(begin)

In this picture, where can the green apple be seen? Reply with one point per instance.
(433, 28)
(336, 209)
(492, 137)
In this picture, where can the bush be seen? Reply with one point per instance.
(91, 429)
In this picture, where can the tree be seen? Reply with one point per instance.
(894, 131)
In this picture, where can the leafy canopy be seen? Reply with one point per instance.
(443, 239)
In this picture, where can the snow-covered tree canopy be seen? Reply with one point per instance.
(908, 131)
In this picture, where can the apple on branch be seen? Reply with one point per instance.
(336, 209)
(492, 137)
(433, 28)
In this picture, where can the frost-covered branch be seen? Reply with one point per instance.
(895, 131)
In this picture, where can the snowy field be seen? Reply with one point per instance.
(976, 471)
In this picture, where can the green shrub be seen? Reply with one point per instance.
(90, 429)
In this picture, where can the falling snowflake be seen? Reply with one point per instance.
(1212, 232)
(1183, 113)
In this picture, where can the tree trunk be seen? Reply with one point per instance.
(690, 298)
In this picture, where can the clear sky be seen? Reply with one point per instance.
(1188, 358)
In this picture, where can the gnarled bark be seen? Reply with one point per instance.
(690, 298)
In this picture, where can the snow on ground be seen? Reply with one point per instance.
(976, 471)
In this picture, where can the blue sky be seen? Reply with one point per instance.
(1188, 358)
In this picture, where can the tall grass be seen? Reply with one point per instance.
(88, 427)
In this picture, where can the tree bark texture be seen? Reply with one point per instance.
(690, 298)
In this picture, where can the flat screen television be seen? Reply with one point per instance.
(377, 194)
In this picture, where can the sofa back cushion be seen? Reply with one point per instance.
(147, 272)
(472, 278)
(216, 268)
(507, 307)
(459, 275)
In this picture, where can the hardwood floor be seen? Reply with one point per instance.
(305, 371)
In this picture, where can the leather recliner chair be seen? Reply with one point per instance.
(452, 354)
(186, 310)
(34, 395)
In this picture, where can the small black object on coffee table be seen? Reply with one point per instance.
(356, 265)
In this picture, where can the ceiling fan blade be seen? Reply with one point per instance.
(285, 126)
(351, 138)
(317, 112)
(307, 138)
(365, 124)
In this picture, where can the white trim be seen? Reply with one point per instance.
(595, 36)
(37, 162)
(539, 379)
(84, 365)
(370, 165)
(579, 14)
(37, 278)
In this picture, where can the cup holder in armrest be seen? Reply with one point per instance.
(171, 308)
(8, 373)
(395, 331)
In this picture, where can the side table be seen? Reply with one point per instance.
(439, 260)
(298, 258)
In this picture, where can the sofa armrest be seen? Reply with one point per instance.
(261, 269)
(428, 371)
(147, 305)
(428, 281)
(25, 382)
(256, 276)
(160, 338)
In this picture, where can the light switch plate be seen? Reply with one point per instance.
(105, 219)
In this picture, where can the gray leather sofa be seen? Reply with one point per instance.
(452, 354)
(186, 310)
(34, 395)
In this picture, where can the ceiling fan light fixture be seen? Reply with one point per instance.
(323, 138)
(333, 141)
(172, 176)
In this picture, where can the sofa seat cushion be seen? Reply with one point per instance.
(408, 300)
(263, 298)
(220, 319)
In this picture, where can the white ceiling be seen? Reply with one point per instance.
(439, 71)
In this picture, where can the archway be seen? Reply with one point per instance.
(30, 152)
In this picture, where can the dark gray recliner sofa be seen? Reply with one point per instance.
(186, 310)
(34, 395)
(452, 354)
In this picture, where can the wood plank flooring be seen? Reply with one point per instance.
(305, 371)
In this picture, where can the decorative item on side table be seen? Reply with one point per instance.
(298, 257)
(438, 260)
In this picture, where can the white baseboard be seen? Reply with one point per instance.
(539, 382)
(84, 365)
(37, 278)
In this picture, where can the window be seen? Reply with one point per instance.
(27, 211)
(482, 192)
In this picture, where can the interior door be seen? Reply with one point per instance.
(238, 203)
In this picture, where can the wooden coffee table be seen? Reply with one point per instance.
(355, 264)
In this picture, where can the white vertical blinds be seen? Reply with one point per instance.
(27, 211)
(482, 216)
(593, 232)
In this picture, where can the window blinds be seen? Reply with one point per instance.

(end)

• Exercise: Convert every row above into a numbered list, omitting any blank lines.

• Expected answer:
1. In this picture, where can the green apple be seen? Reply with one point per instance.
2. (433, 28)
3. (336, 209)
4. (492, 137)
5. In this picture, where can the bush be seen? Reply with one point per instance.
6. (91, 429)
7. In this picture, where can the tree be seen? Reply with one point per instance.
8. (894, 131)
9. In this picture, where can the leafy canopy be seen? Reply with one point per instance.
10. (443, 239)
11. In this picture, where can the snow-covered tree canopy be seen? Reply with one point per instance.
12. (908, 131)
13. In this picture, where can the apple on branch be seen? Reply with one point per instance.
14. (336, 209)
15. (492, 137)
16. (433, 28)
17. In this picture, where can the frost-covered branch be seen? Reply with one point per instance.
18. (895, 131)
19. In this picture, where can the snowy field be seen? Reply with one point per instance.
20. (976, 471)
21. In this picture, where can the green shrub be seen? Reply with one point per instance.
22. (90, 429)
23. In this picture, where can the falling snowflake be seen? Reply with one point per instance.
24. (1212, 232)
25. (1183, 113)
26. In this picture, where can the tree trunk be seen? Reply with one point per instance.
27. (690, 298)
28. In this picture, where can the clear sky be seen? Reply with one point per instance.
29. (1188, 358)
30. In this picture, where can the gnarled bark be seen? Reply with one point per instance.
31. (690, 298)
32. In this picture, where can the snow on ground be seen? Reply with one point per instance.
33. (976, 471)
34. In this picture, where can the blue sky be seen? Reply with one point per instance.
35. (1188, 358)
36. In this picture, where can the tall grass be seen? Reply with one point per instance.
37. (88, 427)
38. In this picture, where can the tree bark texture be seen? Reply with one point per instance.
39. (690, 298)
40. In this picture, where can the flat screen television be seen? Reply with one point per instance.
41. (377, 194)
42. In this picture, where can the sofa back cushion be seen? Reply with one point per instance.
43. (147, 272)
44. (472, 278)
45. (216, 268)
46. (507, 307)
47. (459, 275)
48. In this picture, where can the hardwood floor be seen? Reply with one point per instance.
49. (305, 371)
50. In this picture, where can the leather recliner chair be seen? Reply with one point per instance.
51. (452, 354)
52. (186, 310)
53. (34, 395)
54. In this picture, where can the small black object on coffee table be seen? Reply with one point per instance.
55. (356, 265)
56. In this picture, where can the ceiling fan blade be seen? Reply with one point per instance.
57. (285, 126)
58. (351, 138)
59. (317, 112)
60. (307, 138)
61. (365, 124)
62. In this picture, where can the white trim be seen? Reply with one point per instance.
63. (595, 36)
64. (37, 162)
65. (539, 379)
66. (84, 365)
67. (370, 165)
68. (579, 14)
69. (37, 278)
70. In this picture, where can the cup holder in armrest be seen? Reply with one point per instance.
71. (171, 308)
72. (8, 373)
73. (395, 331)
74. In this picture, where can the side table be seen? Reply with one point per instance.
75. (439, 260)
76. (298, 258)
77. In this picture, where can the sofa armrest be seen? Reply with one point per instance.
78. (261, 269)
79. (428, 371)
80. (147, 305)
81. (428, 281)
82. (25, 382)
83. (256, 276)
84. (160, 338)
85. In this picture, where can the light switch plate be seen? Reply with one point per instance.
86. (105, 219)
87. In this picture, where can the gray leather sofa be seen? Reply with one point per instance.
88. (452, 354)
89. (186, 310)
90. (34, 395)
91. In this picture, where can the ceiling fan light fixture be seen? Reply with one point per instance.
92. (323, 138)
93. (333, 141)
94. (172, 176)
95. In this picture, where can the sofa seat cushion be seen? Reply with one point per instance.
96. (408, 300)
97. (263, 298)
98. (220, 319)
99. In this picture, where can the white ceiling be seen? Reply with one point per instance.
100. (439, 71)
101. In this picture, where can the archway be seen? Reply with one point per instance.
102. (30, 152)
103. In this picture, where can the dark gray recliner sofa be seen? Reply with one point per instance.
104. (186, 310)
105. (34, 395)
106. (452, 354)
107. In this picture, where can the wood plank flooring be seen? Reply with one point per instance.
108. (305, 371)
109. In this picture, where can the decorative item on side table be seen? Reply with one point per instance.
110. (298, 257)
111. (438, 260)
112. In this picture, where can the white baseboard be seen? Reply with one point per instance.
113. (539, 382)
114. (84, 365)
115. (37, 278)
116. In this picture, where can the window be seen? Reply with one point per instance.
117. (27, 211)
118. (482, 192)
119. In this picture, where can the interior door be seen? Reply with one point per instance.
120. (238, 203)
121. In this picture, where can the wooden coffee table be seen? Reply with one point per instance.
122. (355, 264)
123. In this picture, where can the white vertical blinds be seen? Reply with one point per instance.
124. (27, 211)
125. (482, 216)
126. (593, 232)
127. In this picture, where can the window blinds be seen? Reply with one point per instance.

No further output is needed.